Starting at the first line of the data, print each line verbatim up to and including the line bearing "Tag every instance of the green foliage", omitting pictures.

Region pointing data:

___

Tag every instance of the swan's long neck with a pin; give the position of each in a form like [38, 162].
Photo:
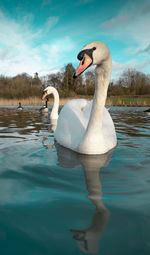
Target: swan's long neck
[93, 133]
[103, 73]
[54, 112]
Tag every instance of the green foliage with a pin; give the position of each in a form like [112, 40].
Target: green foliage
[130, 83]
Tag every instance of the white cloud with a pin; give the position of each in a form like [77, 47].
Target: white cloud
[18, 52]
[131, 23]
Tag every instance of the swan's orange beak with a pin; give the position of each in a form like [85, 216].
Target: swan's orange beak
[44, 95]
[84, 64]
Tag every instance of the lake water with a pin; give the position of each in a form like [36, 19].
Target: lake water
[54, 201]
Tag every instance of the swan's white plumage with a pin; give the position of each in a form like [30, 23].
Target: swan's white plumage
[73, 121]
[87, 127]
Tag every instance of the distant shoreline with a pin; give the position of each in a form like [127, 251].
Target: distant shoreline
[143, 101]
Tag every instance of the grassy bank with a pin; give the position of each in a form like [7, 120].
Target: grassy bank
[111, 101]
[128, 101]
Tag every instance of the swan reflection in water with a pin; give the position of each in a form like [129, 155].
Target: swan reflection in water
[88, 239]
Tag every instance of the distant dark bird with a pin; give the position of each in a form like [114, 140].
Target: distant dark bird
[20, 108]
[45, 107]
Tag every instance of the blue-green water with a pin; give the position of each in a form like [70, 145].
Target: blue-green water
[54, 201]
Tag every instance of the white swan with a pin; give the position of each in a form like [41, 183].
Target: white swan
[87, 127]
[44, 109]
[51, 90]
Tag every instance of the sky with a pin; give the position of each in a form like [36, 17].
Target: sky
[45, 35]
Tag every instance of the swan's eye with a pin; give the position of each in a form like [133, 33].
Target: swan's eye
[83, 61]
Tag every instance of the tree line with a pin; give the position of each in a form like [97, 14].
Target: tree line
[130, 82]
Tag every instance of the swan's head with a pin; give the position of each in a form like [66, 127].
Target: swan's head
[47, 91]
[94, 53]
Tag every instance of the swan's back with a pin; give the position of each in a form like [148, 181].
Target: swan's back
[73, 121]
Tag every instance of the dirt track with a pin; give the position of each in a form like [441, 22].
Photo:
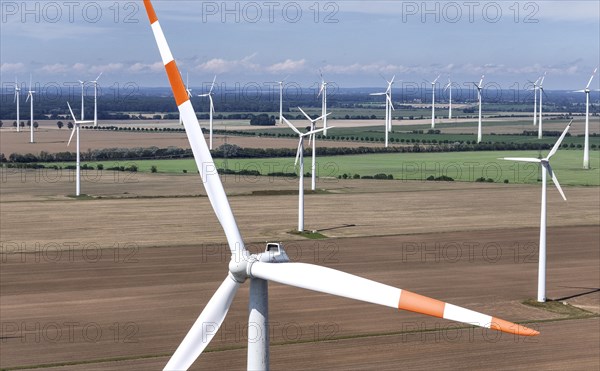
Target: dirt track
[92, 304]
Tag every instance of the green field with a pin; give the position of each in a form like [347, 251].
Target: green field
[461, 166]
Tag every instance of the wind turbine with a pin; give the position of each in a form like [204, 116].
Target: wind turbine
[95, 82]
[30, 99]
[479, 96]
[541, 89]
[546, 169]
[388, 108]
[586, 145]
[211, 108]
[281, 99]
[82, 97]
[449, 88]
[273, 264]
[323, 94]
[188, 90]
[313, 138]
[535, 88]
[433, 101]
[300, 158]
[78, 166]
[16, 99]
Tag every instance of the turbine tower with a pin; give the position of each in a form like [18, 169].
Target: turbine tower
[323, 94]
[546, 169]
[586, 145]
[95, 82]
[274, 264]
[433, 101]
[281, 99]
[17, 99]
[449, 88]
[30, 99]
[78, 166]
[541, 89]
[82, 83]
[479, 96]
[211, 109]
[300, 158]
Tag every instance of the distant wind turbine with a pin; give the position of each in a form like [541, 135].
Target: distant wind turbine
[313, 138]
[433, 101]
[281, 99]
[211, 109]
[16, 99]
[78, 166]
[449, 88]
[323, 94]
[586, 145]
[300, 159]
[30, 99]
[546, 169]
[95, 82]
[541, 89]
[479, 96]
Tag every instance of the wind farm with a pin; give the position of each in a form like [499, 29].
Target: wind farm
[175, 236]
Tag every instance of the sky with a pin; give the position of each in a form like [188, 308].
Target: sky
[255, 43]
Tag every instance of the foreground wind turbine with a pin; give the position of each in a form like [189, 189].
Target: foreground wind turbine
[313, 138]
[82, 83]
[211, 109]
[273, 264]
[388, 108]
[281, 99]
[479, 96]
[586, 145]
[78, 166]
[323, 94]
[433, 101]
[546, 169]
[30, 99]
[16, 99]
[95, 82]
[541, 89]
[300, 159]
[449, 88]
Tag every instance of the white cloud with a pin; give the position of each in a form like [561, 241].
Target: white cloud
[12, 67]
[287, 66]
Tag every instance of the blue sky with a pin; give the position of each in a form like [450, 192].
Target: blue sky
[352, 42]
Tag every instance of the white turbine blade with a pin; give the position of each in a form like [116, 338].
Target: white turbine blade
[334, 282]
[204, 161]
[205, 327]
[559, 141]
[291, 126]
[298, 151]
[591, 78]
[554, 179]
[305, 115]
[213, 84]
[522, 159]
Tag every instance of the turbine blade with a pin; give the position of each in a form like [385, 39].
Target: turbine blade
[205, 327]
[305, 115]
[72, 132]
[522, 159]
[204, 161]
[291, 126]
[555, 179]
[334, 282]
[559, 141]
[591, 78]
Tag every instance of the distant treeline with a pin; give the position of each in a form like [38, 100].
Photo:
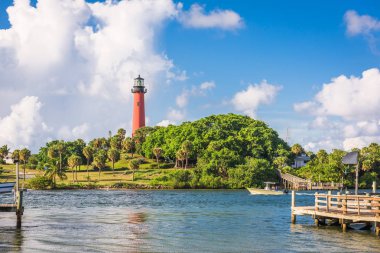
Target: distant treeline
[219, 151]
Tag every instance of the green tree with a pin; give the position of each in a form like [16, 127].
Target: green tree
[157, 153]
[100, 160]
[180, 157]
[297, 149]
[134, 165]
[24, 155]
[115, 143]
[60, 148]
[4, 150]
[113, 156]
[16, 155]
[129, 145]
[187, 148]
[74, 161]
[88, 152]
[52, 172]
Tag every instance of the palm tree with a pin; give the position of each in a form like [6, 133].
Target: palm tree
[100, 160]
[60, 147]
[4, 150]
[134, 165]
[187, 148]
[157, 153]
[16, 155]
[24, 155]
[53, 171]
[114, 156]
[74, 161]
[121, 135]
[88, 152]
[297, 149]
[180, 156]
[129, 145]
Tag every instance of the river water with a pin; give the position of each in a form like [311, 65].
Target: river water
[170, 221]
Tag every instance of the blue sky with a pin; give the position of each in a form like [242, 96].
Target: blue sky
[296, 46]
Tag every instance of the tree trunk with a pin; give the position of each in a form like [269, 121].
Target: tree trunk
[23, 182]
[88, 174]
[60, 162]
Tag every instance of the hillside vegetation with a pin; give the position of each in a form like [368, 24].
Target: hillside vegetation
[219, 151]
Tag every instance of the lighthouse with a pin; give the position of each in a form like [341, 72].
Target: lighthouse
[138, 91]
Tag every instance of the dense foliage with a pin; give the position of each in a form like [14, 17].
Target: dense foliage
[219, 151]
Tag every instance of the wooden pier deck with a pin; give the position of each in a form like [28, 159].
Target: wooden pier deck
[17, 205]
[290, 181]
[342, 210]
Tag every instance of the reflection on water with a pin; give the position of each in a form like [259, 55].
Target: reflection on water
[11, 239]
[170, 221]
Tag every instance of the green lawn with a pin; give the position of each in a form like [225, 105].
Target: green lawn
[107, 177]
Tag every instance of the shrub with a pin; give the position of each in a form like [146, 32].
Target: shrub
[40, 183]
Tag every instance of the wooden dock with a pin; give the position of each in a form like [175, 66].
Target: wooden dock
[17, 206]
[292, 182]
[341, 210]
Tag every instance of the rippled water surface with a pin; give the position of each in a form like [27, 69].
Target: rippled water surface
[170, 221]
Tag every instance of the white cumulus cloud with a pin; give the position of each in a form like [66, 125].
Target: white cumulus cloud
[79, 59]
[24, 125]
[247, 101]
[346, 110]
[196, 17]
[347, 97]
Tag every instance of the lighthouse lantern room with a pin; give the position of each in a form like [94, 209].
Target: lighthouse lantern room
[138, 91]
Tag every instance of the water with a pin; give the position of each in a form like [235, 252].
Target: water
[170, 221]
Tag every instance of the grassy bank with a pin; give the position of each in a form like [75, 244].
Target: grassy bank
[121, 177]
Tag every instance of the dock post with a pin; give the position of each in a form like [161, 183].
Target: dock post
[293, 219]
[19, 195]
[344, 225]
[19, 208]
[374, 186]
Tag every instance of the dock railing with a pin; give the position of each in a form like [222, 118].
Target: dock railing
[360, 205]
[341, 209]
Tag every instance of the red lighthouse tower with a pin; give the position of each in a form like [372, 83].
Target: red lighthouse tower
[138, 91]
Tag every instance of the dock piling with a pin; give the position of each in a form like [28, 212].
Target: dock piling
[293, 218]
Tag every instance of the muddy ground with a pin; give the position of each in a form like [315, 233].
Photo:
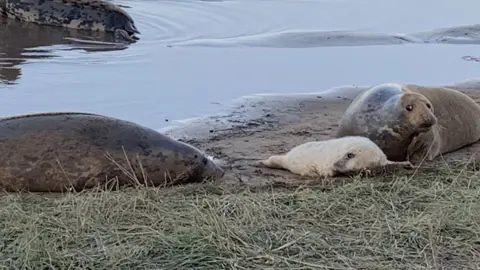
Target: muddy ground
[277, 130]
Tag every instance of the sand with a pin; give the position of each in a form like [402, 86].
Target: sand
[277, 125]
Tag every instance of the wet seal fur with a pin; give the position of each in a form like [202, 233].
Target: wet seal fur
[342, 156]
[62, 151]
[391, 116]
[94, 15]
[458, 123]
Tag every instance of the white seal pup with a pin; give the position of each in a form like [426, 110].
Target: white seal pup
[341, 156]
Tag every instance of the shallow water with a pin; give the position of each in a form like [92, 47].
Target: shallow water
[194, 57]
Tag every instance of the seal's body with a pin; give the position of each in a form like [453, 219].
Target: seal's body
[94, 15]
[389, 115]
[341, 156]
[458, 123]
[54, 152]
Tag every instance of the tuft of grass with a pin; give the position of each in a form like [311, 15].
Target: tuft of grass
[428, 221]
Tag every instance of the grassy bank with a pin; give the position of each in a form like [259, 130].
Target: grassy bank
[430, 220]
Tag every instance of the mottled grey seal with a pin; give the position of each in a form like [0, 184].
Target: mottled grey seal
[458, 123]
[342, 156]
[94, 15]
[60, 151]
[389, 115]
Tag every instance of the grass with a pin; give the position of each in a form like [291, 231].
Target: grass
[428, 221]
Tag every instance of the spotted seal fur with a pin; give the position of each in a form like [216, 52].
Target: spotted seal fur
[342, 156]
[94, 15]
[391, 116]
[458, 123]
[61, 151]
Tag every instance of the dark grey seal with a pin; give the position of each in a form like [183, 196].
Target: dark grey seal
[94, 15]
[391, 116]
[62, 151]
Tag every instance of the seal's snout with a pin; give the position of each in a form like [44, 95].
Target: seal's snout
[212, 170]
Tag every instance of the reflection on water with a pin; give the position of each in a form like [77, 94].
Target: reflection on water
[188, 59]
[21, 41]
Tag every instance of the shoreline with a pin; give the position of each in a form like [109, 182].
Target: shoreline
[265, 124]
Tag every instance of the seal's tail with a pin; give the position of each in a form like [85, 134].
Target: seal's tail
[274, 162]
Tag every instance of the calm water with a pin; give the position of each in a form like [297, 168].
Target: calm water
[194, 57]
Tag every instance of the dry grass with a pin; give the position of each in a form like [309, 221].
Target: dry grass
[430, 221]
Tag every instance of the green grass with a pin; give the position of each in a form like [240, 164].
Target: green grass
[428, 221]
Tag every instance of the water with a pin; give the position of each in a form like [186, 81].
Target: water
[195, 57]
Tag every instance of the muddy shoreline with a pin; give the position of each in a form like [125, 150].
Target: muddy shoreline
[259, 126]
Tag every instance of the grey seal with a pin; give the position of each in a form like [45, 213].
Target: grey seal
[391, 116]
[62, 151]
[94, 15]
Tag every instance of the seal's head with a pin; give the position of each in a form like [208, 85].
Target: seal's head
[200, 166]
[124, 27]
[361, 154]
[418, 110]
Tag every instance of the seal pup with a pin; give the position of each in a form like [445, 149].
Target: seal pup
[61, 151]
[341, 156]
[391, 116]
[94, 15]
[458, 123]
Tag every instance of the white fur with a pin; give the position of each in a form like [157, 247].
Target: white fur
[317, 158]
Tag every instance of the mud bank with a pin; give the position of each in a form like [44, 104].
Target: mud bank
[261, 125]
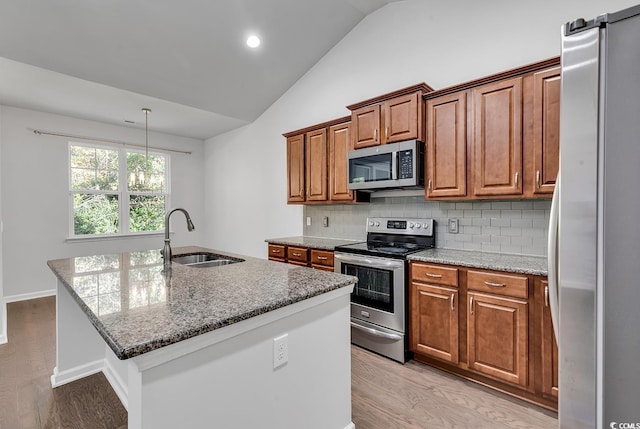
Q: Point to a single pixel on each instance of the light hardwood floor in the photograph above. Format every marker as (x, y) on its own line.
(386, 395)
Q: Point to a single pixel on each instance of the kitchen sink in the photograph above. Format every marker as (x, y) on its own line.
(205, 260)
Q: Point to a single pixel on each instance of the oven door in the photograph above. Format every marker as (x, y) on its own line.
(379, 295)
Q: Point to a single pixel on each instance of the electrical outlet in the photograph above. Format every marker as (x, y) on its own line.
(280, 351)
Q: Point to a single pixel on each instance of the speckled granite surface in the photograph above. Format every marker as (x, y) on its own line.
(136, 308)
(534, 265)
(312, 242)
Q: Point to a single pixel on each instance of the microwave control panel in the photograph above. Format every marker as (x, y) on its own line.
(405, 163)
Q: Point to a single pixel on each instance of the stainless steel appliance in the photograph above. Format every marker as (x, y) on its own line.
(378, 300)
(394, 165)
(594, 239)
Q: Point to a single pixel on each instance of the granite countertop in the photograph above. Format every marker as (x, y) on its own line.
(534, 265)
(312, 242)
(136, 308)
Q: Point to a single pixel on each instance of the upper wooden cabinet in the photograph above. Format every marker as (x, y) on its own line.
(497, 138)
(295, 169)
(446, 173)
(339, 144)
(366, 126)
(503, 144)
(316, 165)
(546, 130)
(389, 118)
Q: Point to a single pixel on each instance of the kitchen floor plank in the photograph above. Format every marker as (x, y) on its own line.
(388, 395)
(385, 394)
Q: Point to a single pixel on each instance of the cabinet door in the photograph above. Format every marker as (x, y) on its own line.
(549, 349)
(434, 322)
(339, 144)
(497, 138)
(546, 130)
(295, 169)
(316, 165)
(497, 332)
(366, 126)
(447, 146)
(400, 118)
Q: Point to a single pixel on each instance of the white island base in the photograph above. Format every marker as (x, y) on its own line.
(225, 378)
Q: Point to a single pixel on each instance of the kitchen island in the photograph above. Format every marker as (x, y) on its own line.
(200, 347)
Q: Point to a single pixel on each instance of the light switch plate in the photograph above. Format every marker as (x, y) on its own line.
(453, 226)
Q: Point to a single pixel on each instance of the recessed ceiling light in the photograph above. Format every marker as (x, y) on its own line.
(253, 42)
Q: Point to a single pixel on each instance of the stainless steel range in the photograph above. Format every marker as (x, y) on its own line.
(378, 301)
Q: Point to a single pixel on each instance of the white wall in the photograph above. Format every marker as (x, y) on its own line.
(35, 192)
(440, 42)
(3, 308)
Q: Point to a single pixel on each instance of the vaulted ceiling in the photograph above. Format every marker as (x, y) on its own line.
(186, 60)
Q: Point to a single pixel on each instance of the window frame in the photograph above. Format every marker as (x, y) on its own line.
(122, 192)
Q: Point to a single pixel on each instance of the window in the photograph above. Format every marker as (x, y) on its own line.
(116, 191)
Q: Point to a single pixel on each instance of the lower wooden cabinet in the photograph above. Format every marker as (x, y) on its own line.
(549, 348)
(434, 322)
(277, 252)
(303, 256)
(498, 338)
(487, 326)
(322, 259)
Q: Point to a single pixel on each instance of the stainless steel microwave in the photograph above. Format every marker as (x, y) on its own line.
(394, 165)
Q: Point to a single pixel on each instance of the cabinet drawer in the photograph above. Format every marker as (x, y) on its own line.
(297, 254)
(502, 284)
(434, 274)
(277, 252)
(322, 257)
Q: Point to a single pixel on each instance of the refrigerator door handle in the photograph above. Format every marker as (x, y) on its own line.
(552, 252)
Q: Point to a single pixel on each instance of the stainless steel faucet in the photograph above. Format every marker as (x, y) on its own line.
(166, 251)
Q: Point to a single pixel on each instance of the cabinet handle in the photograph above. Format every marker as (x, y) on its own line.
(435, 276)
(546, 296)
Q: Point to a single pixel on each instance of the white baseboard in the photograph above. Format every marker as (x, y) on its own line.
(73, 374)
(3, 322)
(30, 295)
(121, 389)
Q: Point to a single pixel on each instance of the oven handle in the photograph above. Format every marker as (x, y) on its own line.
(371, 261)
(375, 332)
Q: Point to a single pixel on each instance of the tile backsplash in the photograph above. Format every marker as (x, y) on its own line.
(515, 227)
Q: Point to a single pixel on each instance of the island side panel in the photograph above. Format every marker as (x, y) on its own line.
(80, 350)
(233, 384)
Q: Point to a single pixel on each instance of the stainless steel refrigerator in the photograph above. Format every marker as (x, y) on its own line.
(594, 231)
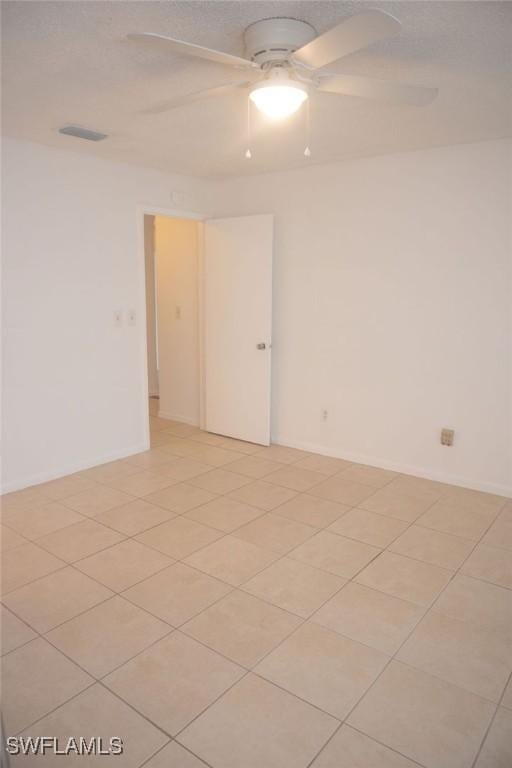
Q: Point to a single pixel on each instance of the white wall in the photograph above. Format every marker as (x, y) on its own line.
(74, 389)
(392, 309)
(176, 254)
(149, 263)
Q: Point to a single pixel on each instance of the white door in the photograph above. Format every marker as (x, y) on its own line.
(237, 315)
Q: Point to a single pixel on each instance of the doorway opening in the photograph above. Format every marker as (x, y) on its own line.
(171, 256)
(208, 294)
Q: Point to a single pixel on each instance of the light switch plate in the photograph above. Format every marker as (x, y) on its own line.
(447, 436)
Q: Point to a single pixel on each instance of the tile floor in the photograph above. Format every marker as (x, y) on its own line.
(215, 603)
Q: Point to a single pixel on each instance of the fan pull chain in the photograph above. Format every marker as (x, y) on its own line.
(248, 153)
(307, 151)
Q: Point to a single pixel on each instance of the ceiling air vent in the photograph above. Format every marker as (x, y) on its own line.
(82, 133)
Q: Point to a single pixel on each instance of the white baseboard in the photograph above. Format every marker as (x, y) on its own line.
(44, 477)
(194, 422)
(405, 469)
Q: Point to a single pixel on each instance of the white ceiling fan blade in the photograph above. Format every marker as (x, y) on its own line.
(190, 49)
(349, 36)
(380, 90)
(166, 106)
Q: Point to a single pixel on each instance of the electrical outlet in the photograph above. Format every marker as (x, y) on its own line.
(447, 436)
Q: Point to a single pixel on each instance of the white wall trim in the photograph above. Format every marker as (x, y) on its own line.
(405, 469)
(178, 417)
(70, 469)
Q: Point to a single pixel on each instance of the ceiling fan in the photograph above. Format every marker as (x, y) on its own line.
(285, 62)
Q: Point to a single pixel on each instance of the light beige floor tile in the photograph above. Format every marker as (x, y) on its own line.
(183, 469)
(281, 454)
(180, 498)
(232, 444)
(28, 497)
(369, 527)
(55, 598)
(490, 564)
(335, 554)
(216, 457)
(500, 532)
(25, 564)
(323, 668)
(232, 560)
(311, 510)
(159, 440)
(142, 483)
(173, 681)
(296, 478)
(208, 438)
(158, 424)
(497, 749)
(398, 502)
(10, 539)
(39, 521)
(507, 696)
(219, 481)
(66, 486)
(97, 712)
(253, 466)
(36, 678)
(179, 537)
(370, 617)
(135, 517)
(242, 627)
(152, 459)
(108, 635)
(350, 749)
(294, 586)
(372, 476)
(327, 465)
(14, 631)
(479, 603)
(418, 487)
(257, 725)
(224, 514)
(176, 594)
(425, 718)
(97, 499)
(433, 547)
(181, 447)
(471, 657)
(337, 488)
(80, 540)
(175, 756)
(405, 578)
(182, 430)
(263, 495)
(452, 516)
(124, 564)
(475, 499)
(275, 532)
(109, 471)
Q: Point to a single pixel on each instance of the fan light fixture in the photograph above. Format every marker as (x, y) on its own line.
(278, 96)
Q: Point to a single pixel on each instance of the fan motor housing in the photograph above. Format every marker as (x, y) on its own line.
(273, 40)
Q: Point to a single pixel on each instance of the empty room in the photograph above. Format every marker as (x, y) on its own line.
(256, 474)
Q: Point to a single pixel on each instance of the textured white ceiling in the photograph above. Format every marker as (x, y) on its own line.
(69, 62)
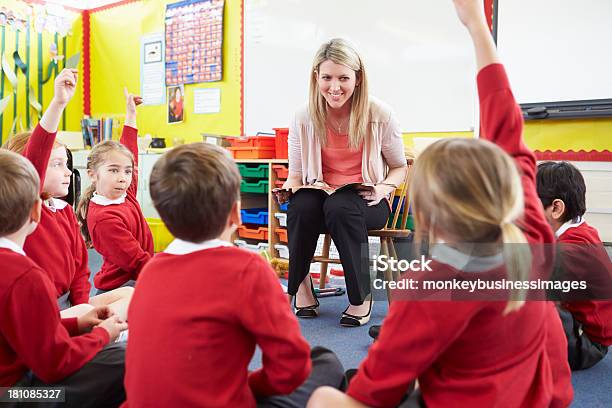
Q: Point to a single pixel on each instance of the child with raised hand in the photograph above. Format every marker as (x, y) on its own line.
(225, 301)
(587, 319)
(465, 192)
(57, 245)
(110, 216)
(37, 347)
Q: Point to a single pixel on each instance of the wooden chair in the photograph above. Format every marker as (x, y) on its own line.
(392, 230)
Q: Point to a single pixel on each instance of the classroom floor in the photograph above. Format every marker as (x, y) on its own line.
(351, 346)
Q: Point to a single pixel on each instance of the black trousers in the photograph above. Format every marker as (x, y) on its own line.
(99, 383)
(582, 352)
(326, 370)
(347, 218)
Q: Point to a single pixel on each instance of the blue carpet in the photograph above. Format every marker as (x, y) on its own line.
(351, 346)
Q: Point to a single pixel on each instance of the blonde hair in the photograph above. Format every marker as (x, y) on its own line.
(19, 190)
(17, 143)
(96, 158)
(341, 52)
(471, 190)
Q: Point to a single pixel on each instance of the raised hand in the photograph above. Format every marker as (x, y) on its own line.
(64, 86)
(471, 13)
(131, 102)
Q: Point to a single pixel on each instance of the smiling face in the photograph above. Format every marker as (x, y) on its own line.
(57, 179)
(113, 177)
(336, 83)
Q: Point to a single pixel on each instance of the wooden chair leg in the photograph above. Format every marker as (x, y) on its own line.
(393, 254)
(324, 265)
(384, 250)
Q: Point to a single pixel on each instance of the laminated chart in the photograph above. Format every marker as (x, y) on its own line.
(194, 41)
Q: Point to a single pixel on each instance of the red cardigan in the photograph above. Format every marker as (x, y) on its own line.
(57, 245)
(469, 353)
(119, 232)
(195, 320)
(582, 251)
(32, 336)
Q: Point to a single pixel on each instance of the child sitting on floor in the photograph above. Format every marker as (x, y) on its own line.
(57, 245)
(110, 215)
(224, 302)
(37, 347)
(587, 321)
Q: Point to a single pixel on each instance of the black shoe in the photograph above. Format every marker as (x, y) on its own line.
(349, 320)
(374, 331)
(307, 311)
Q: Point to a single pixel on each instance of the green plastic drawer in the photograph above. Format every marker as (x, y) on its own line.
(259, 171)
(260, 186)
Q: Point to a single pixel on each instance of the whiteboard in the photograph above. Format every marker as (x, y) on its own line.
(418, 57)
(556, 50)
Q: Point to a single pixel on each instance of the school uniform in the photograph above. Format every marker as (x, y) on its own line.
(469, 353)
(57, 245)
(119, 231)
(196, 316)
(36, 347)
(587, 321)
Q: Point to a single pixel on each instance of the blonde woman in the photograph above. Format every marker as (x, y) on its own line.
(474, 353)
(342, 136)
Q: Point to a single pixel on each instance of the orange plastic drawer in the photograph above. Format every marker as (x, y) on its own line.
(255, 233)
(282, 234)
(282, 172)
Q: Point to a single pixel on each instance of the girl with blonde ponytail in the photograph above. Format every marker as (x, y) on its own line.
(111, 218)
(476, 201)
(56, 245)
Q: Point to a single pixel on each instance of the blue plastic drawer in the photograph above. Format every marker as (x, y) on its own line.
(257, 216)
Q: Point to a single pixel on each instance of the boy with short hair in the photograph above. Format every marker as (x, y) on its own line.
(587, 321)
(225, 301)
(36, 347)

___

> [Result for this exercise]
Tag every instance of the swan's long neck with a pin; give the position of each in a form like [38, 162].
Photo:
Target: swan's long neck
[93, 133]
[103, 73]
[54, 112]
Tag every instance of the green foliage with a pin; give the position of each in a form like [112, 40].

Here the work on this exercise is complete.